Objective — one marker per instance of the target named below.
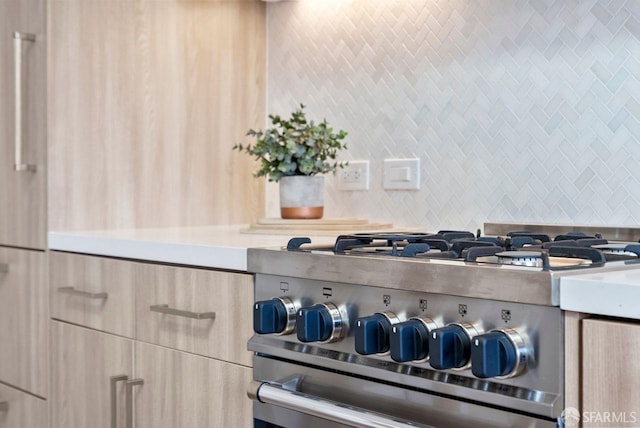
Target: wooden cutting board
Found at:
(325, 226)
---
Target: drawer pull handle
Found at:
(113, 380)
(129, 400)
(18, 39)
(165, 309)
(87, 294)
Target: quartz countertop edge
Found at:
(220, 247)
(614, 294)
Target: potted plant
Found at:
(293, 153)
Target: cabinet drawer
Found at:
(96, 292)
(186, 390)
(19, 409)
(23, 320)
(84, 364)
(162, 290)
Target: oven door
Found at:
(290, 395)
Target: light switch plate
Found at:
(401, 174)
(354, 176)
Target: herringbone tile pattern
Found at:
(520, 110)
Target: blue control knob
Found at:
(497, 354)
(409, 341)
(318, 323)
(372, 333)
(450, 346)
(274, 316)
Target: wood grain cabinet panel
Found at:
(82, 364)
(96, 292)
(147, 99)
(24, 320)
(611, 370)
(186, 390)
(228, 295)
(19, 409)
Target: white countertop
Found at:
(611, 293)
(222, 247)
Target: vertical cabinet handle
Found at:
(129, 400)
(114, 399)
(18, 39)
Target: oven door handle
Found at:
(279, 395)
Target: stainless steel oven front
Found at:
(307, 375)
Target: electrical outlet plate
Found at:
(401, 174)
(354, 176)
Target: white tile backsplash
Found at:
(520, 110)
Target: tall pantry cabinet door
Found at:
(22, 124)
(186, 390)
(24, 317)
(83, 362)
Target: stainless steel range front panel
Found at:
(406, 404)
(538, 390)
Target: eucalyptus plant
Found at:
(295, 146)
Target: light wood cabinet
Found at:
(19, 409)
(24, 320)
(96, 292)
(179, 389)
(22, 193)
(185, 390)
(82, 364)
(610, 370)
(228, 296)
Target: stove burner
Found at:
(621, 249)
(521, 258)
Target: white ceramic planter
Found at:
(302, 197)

TASK STATEMENT: Pick out each line in the material containing "handle".

THE ANSWER:
Target: drawer pull handle
Target: vertical cabinet handle
Target: oven door handle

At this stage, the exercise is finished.